Detection annotation records
+++

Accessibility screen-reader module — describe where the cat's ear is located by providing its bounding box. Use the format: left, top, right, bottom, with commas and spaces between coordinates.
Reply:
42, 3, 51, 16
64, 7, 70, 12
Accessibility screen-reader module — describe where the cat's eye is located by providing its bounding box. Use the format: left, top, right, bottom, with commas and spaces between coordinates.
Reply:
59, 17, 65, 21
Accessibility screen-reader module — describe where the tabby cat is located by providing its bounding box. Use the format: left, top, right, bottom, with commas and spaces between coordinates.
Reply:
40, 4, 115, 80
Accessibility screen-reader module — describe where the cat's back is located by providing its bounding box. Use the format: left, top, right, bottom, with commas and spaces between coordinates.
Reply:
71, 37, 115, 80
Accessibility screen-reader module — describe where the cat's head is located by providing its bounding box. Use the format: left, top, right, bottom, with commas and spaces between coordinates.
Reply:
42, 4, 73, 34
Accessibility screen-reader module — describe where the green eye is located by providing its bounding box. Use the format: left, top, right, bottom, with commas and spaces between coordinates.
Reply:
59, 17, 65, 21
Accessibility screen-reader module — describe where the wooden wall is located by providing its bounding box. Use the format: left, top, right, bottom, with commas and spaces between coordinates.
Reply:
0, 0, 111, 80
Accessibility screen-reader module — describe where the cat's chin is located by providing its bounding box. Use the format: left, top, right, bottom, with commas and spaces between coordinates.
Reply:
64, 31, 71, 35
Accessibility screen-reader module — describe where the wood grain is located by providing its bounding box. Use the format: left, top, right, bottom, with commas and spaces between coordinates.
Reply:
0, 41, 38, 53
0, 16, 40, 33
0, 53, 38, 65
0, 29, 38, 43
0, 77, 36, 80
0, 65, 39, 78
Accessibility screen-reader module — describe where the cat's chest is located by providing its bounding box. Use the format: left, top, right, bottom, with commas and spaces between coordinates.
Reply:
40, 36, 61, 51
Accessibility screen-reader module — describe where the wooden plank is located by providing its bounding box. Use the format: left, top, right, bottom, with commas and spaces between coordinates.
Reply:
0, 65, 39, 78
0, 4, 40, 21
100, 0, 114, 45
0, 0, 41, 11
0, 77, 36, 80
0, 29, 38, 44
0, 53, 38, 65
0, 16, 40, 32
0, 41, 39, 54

+++

__Aim__
Could you rewrite all the items with every "Reply" renamed to "Answer" and everything else left unchanged?

__Output__
Accessibility screen-reader module — describe where the cat's ear is located by providing its bounding box. Use the format: left, top, right, bottom, with commas and spaces between coordinates.
Answer:
42, 3, 51, 16
64, 7, 70, 12
Accessibility screen-reader module — describe where the cat's eye is located by providing its bounding box. Use the format: left, top, right, bottom, with commas and spaces between coordinates.
Answer:
59, 17, 65, 21
Accessibility screen-reader module — describe where the tabby cat is located by providing its bounding box. Use the format: left, top, right, bottom, with commas and spaces between coordinates.
Answer:
40, 4, 115, 80
Accessibility screen-reader module — describe where the cat's back is located by providing its bounding box. Use the format: left, top, right, bottom, with commas and spaces between coordinates.
Answer:
71, 37, 115, 80
Accessibility screen-reader module — describe where the cat's head is located by providing its bounding box. Use the format: left, top, right, bottom, with commas and spaces between coordinates.
Answer:
42, 4, 73, 34
Accessibility screen-reader module — describe where the green eye is located by providing its bounding box. Use the format: left, top, right, bottom, with commas and spaces between coordinates.
Answer:
59, 17, 65, 21
Accessibility screen-reader module — describe where the wooden wall is located by providing its bounding box. Use the format: left, top, right, bottom, with commas and spaces between coordinates.
Answer:
0, 0, 111, 80
Accessibility screen-reader module — describe where the cat's chin is located by providing its bounding box. Use the format: left, top, right, bottom, with commas and spaces between coordinates.
Answer:
64, 31, 71, 35
Accessibility screen-reader module — describe where the wood grain is located by providing its bounding box. Use the format: left, top, right, bottom, with commas and spaces between coordinates.
Answer:
0, 41, 38, 53
0, 16, 40, 33
0, 53, 38, 65
0, 29, 38, 43
0, 77, 36, 80
0, 65, 39, 78
Accessibility screen-reader module — describe where the cat's chest is located by providing its bounding box. Use the format: left, top, right, bottom, with commas and spaces between coordinates.
Answer:
40, 36, 61, 51
Accessibility screen-reader module — describe where the wooden plank is located by providing its bounding box. Use the format: left, top, right, bottom, with commas and spaces between coordinates.
Answer:
0, 65, 39, 78
0, 4, 40, 21
100, 0, 114, 45
0, 0, 41, 11
0, 77, 36, 80
0, 29, 38, 44
0, 53, 38, 65
0, 16, 40, 32
0, 41, 39, 54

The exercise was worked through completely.